- [DIRECTIVE]
Copy out, exactly as given, every line from the line with "out the horse's" to the end of the listing, both of those lines included.

[begin DATA PROVIDED]

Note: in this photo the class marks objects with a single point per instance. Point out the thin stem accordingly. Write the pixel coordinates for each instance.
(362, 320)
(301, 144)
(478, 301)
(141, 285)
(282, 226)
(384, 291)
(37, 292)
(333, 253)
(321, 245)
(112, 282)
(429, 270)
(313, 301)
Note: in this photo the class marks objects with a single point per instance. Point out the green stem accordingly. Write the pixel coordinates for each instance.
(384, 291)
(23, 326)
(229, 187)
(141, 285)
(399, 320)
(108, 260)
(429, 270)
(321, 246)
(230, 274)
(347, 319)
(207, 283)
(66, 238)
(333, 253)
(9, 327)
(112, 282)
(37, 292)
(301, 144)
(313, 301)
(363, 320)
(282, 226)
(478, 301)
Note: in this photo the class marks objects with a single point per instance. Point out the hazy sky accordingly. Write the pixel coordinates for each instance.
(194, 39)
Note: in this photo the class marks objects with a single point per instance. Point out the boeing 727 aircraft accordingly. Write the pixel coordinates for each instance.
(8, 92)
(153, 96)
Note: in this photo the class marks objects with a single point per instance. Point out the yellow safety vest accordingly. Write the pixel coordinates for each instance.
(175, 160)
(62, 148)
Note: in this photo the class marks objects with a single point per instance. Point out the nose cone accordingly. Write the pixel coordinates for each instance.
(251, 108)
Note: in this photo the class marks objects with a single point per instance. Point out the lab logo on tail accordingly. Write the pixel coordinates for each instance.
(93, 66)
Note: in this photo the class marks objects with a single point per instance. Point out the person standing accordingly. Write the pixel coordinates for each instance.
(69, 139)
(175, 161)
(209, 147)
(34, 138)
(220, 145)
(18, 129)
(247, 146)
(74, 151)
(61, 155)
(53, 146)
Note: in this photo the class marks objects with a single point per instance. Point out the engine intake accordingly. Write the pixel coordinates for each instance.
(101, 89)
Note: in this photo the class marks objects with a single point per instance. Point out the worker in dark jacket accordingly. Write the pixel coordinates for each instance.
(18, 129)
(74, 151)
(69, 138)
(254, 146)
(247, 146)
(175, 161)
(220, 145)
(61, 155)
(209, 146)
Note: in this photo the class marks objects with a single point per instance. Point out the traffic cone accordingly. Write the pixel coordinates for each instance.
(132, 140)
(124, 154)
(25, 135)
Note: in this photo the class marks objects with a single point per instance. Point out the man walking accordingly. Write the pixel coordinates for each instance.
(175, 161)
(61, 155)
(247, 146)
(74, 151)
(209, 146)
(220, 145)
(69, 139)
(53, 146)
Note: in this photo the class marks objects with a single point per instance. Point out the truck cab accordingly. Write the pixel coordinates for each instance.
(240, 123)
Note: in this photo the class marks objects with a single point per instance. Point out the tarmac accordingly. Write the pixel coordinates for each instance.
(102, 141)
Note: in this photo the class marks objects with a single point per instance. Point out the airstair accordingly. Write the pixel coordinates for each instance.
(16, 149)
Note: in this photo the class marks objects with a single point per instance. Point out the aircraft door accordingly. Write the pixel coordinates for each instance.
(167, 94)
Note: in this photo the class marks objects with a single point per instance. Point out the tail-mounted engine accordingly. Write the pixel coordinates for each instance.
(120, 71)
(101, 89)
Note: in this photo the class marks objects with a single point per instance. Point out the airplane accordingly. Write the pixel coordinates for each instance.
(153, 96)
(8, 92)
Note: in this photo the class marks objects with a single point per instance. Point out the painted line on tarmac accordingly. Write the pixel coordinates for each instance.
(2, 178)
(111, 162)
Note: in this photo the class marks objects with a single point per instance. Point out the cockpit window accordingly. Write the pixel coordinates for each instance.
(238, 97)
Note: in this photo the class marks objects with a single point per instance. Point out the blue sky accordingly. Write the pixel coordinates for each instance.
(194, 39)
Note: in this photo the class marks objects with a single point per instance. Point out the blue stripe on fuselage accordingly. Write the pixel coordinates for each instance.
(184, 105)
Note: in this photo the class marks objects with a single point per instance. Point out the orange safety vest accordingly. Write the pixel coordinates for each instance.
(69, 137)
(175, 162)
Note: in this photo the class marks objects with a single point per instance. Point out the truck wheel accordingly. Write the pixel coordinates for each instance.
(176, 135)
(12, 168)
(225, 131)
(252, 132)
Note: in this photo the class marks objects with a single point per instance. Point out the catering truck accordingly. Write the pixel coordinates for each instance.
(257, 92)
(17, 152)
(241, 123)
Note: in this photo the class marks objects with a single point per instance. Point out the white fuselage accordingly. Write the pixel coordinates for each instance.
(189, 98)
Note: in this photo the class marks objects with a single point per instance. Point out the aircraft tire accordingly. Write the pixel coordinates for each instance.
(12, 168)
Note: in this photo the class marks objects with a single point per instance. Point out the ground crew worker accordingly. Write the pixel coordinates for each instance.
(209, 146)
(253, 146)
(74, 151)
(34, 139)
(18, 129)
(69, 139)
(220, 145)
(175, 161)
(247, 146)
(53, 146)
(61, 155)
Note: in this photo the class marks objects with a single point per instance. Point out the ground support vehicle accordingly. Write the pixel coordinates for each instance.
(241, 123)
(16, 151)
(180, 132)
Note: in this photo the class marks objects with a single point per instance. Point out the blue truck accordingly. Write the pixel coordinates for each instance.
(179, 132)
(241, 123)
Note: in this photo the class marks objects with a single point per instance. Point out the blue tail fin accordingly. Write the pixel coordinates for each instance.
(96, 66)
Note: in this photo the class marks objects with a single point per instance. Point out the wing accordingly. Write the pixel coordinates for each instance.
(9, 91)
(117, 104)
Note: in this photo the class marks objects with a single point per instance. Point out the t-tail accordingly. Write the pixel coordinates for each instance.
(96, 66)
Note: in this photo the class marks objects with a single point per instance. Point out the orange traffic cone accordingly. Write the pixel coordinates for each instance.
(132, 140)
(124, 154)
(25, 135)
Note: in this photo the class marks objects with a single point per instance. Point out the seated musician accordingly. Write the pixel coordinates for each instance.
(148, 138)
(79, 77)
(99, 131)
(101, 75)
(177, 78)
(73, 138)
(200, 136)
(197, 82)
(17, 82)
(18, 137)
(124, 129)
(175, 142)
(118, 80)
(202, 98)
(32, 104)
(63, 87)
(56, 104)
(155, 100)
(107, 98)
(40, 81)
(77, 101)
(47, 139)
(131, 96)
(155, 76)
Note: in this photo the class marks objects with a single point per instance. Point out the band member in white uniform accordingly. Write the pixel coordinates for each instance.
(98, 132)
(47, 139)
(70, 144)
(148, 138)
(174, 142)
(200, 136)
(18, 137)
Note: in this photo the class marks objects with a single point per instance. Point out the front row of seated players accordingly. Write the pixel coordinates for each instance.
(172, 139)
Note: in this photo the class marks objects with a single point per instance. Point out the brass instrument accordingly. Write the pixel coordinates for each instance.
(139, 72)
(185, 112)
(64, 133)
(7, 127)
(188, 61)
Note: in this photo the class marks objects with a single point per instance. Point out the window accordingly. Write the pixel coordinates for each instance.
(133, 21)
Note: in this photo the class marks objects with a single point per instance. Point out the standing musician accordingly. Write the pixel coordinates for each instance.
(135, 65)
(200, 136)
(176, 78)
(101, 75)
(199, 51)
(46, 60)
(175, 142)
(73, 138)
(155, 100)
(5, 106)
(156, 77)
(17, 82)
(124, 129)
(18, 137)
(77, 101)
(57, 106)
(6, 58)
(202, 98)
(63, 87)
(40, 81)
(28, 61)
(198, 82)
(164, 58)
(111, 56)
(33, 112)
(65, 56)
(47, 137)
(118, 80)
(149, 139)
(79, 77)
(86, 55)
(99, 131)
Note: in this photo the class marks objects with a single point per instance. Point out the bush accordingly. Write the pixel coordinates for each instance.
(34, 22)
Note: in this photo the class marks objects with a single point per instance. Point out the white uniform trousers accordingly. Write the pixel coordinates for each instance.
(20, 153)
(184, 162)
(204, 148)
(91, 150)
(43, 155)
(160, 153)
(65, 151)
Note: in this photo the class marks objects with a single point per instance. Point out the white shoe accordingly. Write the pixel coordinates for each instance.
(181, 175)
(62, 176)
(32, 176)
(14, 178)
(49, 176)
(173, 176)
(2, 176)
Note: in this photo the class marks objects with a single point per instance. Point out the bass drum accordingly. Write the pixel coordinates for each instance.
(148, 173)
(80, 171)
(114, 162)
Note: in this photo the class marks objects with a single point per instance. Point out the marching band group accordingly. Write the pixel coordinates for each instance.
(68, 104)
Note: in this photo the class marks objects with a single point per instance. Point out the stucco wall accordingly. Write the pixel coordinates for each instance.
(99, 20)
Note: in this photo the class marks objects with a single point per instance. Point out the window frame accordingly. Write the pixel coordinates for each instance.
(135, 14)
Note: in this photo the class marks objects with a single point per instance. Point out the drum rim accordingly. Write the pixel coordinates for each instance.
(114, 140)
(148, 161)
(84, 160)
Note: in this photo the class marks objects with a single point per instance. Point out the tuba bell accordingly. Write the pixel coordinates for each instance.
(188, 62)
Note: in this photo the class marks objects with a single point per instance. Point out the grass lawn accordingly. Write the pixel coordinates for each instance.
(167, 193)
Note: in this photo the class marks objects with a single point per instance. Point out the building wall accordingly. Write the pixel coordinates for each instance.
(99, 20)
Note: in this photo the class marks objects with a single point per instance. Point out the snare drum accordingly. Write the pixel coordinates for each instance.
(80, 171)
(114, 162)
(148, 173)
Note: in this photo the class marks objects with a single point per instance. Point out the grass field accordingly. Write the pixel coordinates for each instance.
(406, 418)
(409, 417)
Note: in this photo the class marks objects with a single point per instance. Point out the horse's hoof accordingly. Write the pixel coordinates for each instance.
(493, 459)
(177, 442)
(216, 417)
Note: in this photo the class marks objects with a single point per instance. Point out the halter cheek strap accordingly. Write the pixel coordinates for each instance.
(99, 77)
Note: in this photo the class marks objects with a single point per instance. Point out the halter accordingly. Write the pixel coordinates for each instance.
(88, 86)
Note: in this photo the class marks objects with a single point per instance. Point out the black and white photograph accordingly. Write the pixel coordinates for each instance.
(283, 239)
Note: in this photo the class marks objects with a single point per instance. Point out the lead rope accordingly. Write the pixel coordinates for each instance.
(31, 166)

[end DATA PROVIDED]

- [RIGHT ANSWER]
Note: in this photo the class marks objects with a single point per instance. Point out the horse's hoof accordingly. Write the pixel coordinates for each instance.
(493, 459)
(177, 442)
(216, 417)
Note: in this photo the class marks objects with a single point per instance. Point out the halter cheek strap accordingly. Write the pixel coordinates for each instance.
(99, 77)
Note: in this photo the class marks objects with a single point per instance. Point out the halter accordingly. Write the pixel coordinates for each instance.
(88, 86)
Note: in this photo the class marks objects with a single point per instance. Point out the black and white photograph accordingly. Write the pixel coordinates for each instance.
(283, 239)
Note: in this photo the class marks objects with a single point per instance. Point out the lead rope accordingly. Write the pixel coordinates for each instance.
(31, 166)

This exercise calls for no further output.